Воспроизведите без изменений строки листинга, начиная со строки с «Tell me exactly where the wheelchair» и заканчивая строкой с «top-left (0, 0), bottom-right (640, 253)» включительно.

*-*-*

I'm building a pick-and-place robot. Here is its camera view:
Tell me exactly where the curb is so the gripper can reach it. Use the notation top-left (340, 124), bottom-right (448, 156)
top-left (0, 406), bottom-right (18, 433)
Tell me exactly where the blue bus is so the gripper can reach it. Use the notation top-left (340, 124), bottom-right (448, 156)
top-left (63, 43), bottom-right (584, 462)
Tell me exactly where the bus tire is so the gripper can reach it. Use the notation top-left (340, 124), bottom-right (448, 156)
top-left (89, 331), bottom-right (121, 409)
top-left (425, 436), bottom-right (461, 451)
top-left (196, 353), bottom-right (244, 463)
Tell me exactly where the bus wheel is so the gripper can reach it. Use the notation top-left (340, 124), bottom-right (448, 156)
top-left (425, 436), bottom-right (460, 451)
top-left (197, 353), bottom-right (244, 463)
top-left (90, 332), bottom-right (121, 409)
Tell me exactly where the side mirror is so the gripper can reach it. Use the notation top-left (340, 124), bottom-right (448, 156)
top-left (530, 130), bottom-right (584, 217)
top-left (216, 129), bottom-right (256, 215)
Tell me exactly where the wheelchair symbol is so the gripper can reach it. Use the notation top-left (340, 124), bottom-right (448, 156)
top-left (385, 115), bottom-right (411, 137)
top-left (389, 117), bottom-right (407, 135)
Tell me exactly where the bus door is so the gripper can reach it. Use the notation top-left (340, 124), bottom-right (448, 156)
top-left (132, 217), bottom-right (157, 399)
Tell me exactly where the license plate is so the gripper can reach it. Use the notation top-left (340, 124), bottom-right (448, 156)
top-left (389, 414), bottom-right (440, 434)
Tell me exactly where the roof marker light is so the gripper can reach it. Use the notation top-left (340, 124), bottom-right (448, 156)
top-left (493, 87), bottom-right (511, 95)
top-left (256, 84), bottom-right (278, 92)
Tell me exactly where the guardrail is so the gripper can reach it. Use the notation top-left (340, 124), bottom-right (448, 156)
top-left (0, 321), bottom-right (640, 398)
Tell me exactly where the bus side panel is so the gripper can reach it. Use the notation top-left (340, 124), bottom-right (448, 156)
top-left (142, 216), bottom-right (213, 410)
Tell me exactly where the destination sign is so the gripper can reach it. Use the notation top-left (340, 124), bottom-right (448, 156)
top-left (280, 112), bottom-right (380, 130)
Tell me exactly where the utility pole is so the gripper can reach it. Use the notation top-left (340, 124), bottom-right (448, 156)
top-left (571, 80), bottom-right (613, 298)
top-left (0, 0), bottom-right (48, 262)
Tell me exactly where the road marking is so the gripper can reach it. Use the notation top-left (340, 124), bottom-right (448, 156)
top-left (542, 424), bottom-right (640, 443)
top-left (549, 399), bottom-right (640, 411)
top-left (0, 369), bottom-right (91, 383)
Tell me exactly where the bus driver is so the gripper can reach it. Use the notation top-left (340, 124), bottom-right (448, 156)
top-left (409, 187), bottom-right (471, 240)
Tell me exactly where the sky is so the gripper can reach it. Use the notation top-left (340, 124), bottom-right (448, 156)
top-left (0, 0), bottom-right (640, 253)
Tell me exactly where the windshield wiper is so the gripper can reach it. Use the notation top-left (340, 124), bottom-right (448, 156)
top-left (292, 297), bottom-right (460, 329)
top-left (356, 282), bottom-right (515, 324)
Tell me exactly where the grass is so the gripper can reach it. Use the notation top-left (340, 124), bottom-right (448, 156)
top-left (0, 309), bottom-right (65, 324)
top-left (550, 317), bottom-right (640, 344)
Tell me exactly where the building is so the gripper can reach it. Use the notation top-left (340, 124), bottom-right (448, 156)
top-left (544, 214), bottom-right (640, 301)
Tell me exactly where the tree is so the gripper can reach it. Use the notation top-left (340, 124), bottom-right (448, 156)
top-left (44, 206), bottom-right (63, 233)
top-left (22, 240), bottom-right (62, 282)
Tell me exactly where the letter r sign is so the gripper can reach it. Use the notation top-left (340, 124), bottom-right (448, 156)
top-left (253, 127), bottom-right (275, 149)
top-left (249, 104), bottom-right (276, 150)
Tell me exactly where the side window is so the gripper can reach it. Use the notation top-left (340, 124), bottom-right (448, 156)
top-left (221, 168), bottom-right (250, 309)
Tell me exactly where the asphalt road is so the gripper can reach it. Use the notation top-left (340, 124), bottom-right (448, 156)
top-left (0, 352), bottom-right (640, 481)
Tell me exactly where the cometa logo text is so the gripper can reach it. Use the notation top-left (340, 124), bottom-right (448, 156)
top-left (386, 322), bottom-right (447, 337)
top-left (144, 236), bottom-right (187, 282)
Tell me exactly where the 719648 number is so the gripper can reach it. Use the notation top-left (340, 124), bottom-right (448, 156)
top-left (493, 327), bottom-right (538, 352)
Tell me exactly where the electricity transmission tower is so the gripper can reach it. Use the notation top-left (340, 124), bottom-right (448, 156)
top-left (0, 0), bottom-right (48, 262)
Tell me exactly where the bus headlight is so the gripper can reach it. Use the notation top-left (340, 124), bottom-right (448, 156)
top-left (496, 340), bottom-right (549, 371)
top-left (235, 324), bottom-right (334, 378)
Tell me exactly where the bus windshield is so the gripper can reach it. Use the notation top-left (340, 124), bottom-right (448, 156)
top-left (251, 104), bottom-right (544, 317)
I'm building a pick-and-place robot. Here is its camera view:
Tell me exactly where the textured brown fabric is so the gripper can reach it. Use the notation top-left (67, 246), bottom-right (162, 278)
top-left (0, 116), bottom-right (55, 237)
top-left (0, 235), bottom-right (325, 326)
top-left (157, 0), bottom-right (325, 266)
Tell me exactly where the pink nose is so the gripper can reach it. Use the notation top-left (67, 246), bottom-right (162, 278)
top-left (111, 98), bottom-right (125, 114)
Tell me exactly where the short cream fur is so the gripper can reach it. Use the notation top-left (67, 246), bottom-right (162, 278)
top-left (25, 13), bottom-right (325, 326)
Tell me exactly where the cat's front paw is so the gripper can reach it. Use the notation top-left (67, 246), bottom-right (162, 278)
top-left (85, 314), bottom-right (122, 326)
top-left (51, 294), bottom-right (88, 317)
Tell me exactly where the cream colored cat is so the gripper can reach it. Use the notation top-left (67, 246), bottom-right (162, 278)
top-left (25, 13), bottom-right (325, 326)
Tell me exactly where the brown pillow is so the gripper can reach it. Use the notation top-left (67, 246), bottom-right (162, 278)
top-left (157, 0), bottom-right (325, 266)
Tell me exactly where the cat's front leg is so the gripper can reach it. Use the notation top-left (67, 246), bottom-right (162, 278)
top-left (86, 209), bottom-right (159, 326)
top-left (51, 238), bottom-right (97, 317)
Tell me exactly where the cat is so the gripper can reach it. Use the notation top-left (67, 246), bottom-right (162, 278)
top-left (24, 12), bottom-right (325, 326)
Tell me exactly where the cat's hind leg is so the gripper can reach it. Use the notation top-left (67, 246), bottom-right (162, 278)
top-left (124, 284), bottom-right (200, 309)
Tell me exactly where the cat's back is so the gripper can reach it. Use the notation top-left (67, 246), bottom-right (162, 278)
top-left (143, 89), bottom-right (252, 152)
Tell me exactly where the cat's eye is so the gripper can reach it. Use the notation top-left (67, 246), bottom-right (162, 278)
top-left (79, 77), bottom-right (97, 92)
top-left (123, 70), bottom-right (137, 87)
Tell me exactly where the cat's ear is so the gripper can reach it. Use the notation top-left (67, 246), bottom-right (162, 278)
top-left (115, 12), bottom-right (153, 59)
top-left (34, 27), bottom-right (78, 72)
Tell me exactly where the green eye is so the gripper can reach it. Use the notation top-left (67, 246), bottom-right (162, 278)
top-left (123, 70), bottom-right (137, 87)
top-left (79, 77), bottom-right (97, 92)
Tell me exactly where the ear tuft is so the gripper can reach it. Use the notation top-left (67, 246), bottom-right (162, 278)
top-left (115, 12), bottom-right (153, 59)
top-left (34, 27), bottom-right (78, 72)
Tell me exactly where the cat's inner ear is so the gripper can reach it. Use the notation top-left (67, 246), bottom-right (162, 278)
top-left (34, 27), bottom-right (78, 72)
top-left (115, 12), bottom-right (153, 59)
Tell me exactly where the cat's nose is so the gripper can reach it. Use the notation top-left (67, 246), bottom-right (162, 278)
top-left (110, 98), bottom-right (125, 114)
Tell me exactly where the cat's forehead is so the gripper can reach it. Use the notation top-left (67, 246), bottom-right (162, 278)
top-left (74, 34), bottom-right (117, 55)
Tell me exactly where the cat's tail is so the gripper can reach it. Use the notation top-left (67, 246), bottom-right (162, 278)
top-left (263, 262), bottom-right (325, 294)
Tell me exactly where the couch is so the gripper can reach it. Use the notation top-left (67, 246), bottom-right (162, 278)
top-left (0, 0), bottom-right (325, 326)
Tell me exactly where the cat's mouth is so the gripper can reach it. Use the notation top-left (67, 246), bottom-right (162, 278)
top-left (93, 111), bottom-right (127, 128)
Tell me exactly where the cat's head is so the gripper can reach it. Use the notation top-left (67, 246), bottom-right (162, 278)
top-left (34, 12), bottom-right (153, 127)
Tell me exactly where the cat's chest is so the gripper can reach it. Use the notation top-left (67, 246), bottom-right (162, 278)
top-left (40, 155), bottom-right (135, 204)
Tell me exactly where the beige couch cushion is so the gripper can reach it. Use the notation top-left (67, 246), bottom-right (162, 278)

*-*-*

**Ответ к заданию**
Tell me exactly where the wheelchair symbol is so the gripper can reach it. Use the notation top-left (340, 124), bottom-right (448, 156)
top-left (385, 115), bottom-right (411, 137)
top-left (389, 117), bottom-right (407, 135)
Tell me exactly where the bus door is so the gripper can reach it. Use the notation top-left (340, 124), bottom-right (448, 156)
top-left (132, 217), bottom-right (157, 399)
Tell me exactly where the license plate is so the gripper can reach it. Use the notation top-left (340, 124), bottom-right (448, 156)
top-left (389, 414), bottom-right (440, 434)
Tell me exactly where the roof marker light is so the gripper can reach it. Use the notation top-left (340, 124), bottom-right (448, 156)
top-left (493, 87), bottom-right (511, 95)
top-left (256, 84), bottom-right (278, 92)
Tell me exactly where the guardrail is so the gripper can reach it. Use the notation top-left (340, 124), bottom-right (448, 156)
top-left (0, 321), bottom-right (640, 398)
Tell me exactly where the bus side panel is so the gripper can reach it. Use the notation top-left (340, 124), bottom-right (448, 156)
top-left (142, 216), bottom-right (213, 410)
Tell me exactly where the destination sign is so the gripper can reach it. Use the notation top-left (340, 124), bottom-right (448, 156)
top-left (280, 112), bottom-right (380, 130)
Tell me exactly where the utility pole is so the gripper can reach it. Use the notation top-left (340, 124), bottom-right (448, 156)
top-left (571, 80), bottom-right (613, 298)
top-left (0, 0), bottom-right (48, 262)
Tell me exactly where the road marking is so the gripper can reach it. Use the notation top-left (340, 124), bottom-right (448, 156)
top-left (542, 424), bottom-right (640, 443)
top-left (549, 399), bottom-right (640, 411)
top-left (0, 369), bottom-right (91, 383)
Tell me exactly where the bus driver is so the gripper can reach it. Use the notation top-left (340, 124), bottom-right (448, 156)
top-left (409, 187), bottom-right (471, 240)
Tell me exactly where the sky is so the gripper can reach it. Use the notation top-left (340, 124), bottom-right (448, 156)
top-left (0, 0), bottom-right (640, 253)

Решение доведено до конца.